## Exercise requirements
Rewrite the records below as a JSON list of strings, one string per line and blank lines omitted. Cover only the lines from the one containing "Where can the white spot" up to and including the one containing "point(323, 197)".

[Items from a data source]
• • • •

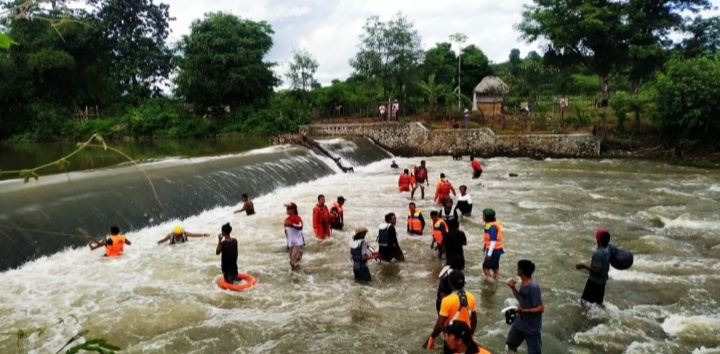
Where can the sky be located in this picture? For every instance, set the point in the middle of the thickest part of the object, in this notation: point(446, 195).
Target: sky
point(330, 30)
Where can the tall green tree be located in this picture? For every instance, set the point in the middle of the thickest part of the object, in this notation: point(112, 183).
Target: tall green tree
point(389, 53)
point(302, 71)
point(136, 31)
point(221, 63)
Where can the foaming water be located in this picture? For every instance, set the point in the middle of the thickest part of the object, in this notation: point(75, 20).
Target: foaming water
point(163, 299)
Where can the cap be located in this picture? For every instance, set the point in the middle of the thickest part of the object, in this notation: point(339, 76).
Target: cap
point(489, 212)
point(457, 280)
point(458, 329)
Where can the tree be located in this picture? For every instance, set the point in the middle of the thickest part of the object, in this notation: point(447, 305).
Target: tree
point(302, 71)
point(136, 31)
point(221, 63)
point(599, 34)
point(389, 52)
point(686, 96)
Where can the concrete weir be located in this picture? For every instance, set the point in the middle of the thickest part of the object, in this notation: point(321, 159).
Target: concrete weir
point(413, 139)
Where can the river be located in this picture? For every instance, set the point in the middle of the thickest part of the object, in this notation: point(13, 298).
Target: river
point(163, 299)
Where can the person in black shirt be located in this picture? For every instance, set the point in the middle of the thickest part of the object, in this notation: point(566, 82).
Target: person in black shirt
point(228, 247)
point(454, 242)
point(387, 240)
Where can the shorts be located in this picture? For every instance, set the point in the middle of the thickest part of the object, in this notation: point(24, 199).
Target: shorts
point(593, 292)
point(230, 276)
point(494, 261)
point(362, 272)
point(296, 253)
point(516, 337)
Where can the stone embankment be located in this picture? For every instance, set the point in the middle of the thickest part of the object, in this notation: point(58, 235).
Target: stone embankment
point(413, 139)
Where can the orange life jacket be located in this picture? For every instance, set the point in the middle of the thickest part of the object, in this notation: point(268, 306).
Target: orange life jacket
point(438, 226)
point(117, 247)
point(404, 182)
point(498, 243)
point(414, 223)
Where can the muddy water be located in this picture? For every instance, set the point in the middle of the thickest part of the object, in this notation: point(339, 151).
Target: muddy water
point(163, 299)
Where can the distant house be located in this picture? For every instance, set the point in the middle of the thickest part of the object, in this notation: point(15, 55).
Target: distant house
point(488, 95)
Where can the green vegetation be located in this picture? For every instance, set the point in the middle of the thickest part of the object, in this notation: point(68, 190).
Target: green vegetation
point(106, 68)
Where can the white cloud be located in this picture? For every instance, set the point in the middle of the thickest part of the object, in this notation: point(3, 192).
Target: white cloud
point(329, 30)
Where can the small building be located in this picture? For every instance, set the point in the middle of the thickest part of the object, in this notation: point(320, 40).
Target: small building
point(488, 96)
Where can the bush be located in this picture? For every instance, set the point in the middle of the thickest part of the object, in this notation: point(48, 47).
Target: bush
point(686, 96)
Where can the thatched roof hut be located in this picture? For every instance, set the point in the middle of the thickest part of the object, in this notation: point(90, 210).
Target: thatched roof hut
point(490, 90)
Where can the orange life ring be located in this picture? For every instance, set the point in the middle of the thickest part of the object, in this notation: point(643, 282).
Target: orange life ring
point(249, 282)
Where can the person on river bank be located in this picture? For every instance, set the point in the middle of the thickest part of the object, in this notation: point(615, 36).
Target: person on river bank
point(527, 326)
point(421, 180)
point(228, 247)
point(248, 206)
point(114, 244)
point(179, 235)
point(321, 219)
point(294, 236)
point(493, 244)
point(416, 222)
point(389, 247)
point(594, 292)
point(360, 254)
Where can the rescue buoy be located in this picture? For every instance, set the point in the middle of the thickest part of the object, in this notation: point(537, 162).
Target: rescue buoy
point(249, 282)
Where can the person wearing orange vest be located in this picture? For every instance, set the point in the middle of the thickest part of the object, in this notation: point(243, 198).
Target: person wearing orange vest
point(321, 219)
point(337, 219)
point(421, 180)
point(477, 168)
point(493, 247)
point(416, 222)
point(439, 230)
point(405, 181)
point(459, 339)
point(114, 244)
point(460, 306)
point(443, 189)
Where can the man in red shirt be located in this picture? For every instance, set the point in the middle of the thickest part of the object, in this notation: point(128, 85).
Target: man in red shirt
point(477, 168)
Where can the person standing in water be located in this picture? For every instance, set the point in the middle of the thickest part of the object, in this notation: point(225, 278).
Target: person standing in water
point(476, 167)
point(294, 236)
point(321, 219)
point(178, 235)
point(114, 244)
point(389, 247)
point(248, 206)
point(464, 202)
point(528, 321)
point(337, 218)
point(360, 254)
point(421, 180)
point(594, 292)
point(416, 222)
point(443, 189)
point(493, 246)
point(227, 246)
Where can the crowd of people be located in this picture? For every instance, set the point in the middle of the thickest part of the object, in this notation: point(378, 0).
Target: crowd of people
point(456, 307)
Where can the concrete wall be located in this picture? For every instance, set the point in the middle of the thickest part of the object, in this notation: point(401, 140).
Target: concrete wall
point(414, 139)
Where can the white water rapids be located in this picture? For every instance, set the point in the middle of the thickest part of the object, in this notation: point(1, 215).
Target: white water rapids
point(163, 299)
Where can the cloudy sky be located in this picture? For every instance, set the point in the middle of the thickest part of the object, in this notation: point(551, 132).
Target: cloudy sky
point(329, 30)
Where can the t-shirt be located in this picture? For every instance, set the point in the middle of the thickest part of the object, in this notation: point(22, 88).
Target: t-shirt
point(229, 256)
point(451, 305)
point(294, 233)
point(529, 296)
point(454, 242)
point(601, 259)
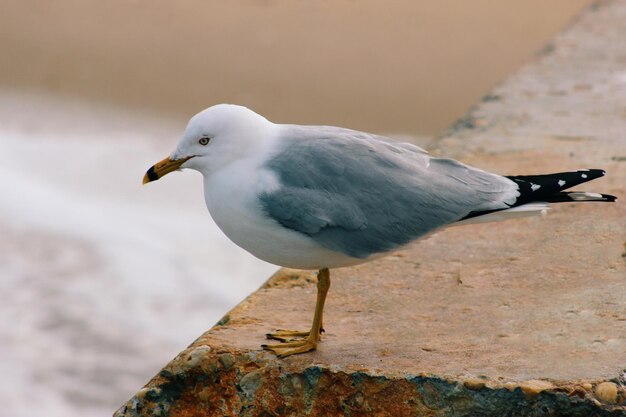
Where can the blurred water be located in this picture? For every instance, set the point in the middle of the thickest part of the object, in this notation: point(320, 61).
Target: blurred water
point(103, 281)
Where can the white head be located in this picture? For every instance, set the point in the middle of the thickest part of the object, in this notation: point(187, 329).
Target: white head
point(214, 138)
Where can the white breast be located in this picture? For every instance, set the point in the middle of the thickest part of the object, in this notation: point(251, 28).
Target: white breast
point(231, 197)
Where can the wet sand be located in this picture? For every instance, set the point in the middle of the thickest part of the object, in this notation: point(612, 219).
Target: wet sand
point(401, 66)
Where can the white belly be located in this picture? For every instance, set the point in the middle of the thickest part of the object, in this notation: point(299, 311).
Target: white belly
point(231, 197)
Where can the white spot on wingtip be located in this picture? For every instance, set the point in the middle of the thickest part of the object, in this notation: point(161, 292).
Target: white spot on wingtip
point(582, 196)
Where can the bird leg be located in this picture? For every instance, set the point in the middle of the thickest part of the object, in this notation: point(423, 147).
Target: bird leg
point(309, 339)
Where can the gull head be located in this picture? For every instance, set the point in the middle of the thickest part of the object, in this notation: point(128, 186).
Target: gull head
point(213, 138)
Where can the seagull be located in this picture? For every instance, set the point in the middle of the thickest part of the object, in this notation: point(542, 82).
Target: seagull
point(323, 197)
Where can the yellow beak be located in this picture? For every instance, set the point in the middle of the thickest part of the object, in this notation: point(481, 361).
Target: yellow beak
point(162, 168)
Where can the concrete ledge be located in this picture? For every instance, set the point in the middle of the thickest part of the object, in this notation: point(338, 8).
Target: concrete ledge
point(523, 318)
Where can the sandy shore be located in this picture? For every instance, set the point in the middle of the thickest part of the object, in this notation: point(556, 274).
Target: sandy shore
point(401, 66)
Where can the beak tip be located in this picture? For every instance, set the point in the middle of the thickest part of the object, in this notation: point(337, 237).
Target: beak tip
point(150, 176)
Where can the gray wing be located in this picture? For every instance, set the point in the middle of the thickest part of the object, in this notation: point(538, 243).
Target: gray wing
point(362, 194)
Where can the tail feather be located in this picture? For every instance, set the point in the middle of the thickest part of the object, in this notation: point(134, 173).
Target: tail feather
point(538, 190)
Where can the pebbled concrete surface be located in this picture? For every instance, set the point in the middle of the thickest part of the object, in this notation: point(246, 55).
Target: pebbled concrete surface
point(522, 318)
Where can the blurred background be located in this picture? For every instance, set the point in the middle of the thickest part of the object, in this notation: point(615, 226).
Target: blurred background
point(102, 280)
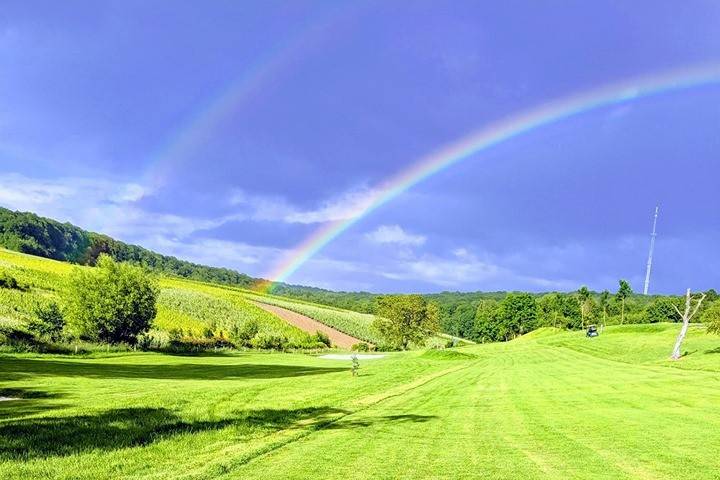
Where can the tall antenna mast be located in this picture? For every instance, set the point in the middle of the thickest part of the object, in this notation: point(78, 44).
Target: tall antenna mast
point(652, 249)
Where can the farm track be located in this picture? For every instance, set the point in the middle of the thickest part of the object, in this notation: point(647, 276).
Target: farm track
point(307, 324)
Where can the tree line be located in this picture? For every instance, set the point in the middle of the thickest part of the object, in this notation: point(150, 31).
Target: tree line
point(29, 233)
point(490, 320)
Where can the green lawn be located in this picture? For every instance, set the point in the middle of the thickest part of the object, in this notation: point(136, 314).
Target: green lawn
point(556, 405)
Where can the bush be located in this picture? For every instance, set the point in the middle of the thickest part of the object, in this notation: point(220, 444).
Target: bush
point(269, 341)
point(360, 347)
point(243, 333)
point(8, 281)
point(112, 303)
point(323, 338)
point(49, 322)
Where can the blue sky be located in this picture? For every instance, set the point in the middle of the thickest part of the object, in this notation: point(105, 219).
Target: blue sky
point(104, 122)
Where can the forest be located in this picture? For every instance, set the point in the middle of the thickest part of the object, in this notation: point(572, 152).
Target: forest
point(26, 232)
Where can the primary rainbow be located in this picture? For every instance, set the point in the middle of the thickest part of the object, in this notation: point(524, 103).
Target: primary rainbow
point(487, 137)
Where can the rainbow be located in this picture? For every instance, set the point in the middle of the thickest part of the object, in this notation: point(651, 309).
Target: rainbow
point(487, 137)
point(202, 124)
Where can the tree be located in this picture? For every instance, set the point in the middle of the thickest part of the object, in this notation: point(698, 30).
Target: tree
point(112, 303)
point(686, 316)
point(48, 321)
point(405, 319)
point(486, 326)
point(583, 298)
point(549, 310)
point(517, 314)
point(621, 296)
point(711, 295)
point(663, 309)
point(711, 318)
point(604, 304)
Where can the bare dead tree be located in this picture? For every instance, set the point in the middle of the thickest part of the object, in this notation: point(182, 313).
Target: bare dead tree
point(686, 317)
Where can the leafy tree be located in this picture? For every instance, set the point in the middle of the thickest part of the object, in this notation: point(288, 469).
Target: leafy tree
point(517, 314)
point(604, 304)
point(550, 310)
point(486, 327)
point(48, 322)
point(711, 295)
point(624, 291)
point(405, 319)
point(113, 302)
point(711, 318)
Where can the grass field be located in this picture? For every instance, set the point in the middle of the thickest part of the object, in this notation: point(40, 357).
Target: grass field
point(551, 405)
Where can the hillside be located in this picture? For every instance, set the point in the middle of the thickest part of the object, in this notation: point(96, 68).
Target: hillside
point(553, 405)
point(26, 232)
point(188, 311)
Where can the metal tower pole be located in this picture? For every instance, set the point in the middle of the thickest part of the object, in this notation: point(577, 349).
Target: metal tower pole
point(652, 249)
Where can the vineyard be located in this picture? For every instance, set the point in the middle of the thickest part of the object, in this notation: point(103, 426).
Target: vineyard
point(358, 325)
point(185, 309)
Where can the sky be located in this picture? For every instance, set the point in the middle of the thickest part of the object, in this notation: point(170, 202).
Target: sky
point(229, 133)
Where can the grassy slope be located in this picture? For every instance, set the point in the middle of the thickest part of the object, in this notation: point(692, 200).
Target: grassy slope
point(358, 325)
point(555, 406)
point(183, 304)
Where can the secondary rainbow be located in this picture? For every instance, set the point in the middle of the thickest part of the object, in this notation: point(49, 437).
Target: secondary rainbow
point(487, 137)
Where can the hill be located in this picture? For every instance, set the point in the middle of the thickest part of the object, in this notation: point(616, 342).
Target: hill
point(189, 312)
point(26, 232)
point(556, 406)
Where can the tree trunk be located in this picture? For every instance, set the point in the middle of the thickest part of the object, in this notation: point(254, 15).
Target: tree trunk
point(686, 317)
point(683, 331)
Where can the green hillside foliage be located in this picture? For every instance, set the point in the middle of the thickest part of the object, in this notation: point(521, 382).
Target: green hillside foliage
point(28, 233)
point(555, 406)
point(190, 315)
point(358, 325)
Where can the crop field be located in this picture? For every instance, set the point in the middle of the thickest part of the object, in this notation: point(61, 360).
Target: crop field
point(355, 324)
point(549, 405)
point(184, 307)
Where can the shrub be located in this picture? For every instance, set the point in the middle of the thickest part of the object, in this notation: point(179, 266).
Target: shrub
point(360, 347)
point(243, 333)
point(8, 281)
point(49, 322)
point(269, 341)
point(112, 303)
point(323, 338)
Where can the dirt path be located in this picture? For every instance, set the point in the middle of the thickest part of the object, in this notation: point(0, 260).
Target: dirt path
point(309, 325)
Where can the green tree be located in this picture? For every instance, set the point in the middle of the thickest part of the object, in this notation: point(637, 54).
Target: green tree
point(48, 321)
point(404, 320)
point(112, 303)
point(624, 291)
point(486, 325)
point(711, 318)
point(550, 310)
point(518, 314)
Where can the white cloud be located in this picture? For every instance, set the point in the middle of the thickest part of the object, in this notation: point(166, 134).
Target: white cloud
point(394, 234)
point(98, 205)
point(343, 207)
point(464, 270)
point(249, 259)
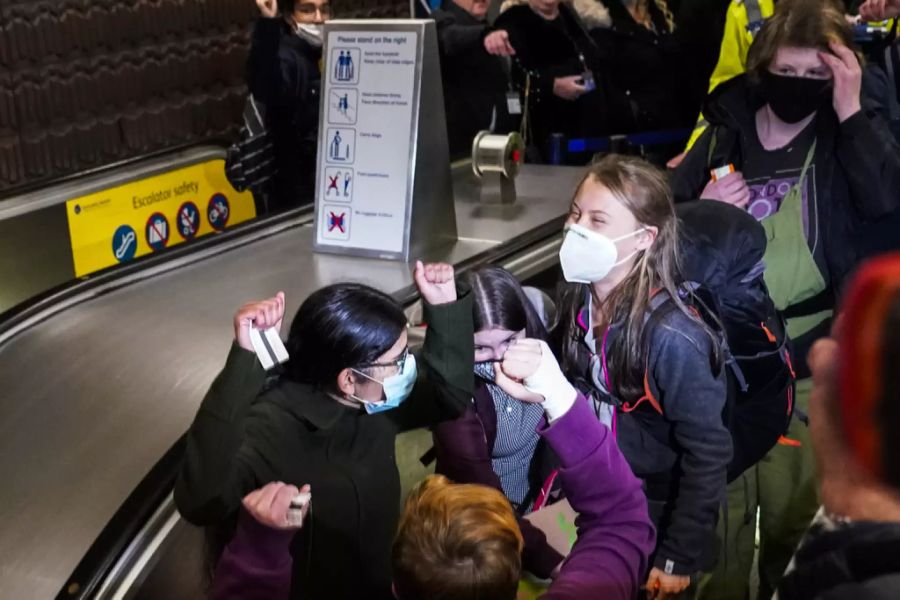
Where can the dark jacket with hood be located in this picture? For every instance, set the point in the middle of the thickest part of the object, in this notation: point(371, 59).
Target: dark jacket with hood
point(644, 68)
point(246, 435)
point(682, 454)
point(857, 178)
point(475, 83)
point(463, 451)
point(550, 49)
point(283, 74)
point(851, 561)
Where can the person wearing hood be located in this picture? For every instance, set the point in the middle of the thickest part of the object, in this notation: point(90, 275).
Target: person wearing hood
point(639, 49)
point(813, 162)
point(473, 73)
point(283, 74)
point(558, 68)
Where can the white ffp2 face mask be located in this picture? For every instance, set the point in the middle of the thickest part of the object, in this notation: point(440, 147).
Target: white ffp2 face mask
point(587, 256)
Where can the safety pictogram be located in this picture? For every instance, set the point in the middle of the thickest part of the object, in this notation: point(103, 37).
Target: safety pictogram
point(124, 244)
point(336, 224)
point(345, 65)
point(218, 212)
point(338, 184)
point(188, 220)
point(157, 231)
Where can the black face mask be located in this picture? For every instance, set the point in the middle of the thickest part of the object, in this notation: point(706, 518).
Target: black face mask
point(794, 98)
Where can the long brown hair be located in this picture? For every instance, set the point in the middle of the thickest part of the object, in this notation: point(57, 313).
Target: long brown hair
point(644, 190)
point(801, 24)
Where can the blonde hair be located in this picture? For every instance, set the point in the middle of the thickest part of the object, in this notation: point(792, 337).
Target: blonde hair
point(644, 191)
point(457, 542)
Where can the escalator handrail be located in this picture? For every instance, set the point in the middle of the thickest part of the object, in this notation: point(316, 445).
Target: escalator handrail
point(107, 550)
point(36, 186)
point(38, 308)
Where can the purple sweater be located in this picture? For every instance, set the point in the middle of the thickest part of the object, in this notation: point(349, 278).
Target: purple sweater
point(609, 560)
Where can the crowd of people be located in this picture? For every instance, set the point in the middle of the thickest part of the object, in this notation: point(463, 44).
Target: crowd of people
point(628, 390)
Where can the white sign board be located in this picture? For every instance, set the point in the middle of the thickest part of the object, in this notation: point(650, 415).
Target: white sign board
point(368, 130)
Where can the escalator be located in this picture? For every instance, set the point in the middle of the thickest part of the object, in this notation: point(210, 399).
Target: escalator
point(100, 378)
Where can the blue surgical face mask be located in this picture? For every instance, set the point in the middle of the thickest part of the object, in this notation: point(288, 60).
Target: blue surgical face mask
point(485, 370)
point(397, 388)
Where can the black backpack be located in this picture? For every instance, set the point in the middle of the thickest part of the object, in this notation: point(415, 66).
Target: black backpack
point(250, 162)
point(721, 255)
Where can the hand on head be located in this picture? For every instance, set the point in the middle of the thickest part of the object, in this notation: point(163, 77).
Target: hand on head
point(847, 77)
point(879, 10)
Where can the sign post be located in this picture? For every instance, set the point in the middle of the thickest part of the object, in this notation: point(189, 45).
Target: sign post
point(383, 185)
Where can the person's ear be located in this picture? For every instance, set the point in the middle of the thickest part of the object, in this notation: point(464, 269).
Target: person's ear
point(646, 237)
point(346, 383)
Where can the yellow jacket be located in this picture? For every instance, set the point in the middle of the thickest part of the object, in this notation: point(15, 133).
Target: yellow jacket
point(742, 22)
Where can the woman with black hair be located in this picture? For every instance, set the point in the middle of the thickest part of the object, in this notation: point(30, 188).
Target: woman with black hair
point(329, 421)
point(495, 442)
point(283, 74)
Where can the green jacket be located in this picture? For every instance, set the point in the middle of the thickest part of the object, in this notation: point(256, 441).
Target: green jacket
point(244, 437)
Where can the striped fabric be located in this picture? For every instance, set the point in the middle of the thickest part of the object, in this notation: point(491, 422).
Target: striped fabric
point(516, 439)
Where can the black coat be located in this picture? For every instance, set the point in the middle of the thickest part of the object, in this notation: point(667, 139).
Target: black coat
point(643, 68)
point(681, 455)
point(853, 561)
point(857, 178)
point(245, 436)
point(547, 52)
point(283, 73)
point(475, 83)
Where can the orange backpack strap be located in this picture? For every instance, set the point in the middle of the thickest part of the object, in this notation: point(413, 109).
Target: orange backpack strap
point(648, 396)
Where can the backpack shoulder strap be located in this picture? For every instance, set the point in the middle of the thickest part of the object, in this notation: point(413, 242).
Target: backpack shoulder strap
point(648, 396)
point(661, 305)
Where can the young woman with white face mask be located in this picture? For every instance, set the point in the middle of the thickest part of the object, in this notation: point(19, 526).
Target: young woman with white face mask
point(657, 383)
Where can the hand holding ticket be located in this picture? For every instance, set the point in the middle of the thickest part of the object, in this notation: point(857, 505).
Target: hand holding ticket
point(727, 185)
point(257, 327)
point(279, 505)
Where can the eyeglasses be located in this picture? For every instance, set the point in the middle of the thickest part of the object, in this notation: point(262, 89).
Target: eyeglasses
point(399, 362)
point(309, 9)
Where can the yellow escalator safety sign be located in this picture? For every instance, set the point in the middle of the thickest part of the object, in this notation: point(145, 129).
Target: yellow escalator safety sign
point(121, 223)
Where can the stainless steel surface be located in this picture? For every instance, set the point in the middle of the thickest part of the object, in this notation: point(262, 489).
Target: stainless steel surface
point(35, 225)
point(58, 194)
point(142, 554)
point(93, 395)
point(148, 568)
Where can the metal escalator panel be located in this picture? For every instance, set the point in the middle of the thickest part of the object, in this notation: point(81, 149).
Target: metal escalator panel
point(94, 392)
point(165, 557)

• • • •

## Exercise result
[
  "Where can the white spot on wingtip be located in this picture? For every instance, set the point in the middle of the thickest part of the object, in this notation: point(161, 292).",
  "Target: white spot on wingtip",
  "point(582, 196)",
  "Where can the bird leg be located in this picture? For every instance, set the point in the middle of the thickest part of the object, in this notation: point(423, 147).",
  "Target: bird leg",
  "point(309, 339)",
  "Where can the gull head be located in this picture? For every instance, set the point in the middle of the thickest part of the object, in this notation: point(128, 186).",
  "Target: gull head",
  "point(213, 138)",
  "Where can the seagull be located in this picture? For every instance, set the point in the middle of the thickest part of the object, in this notation: point(542, 82).",
  "Target: seagull",
  "point(323, 197)"
]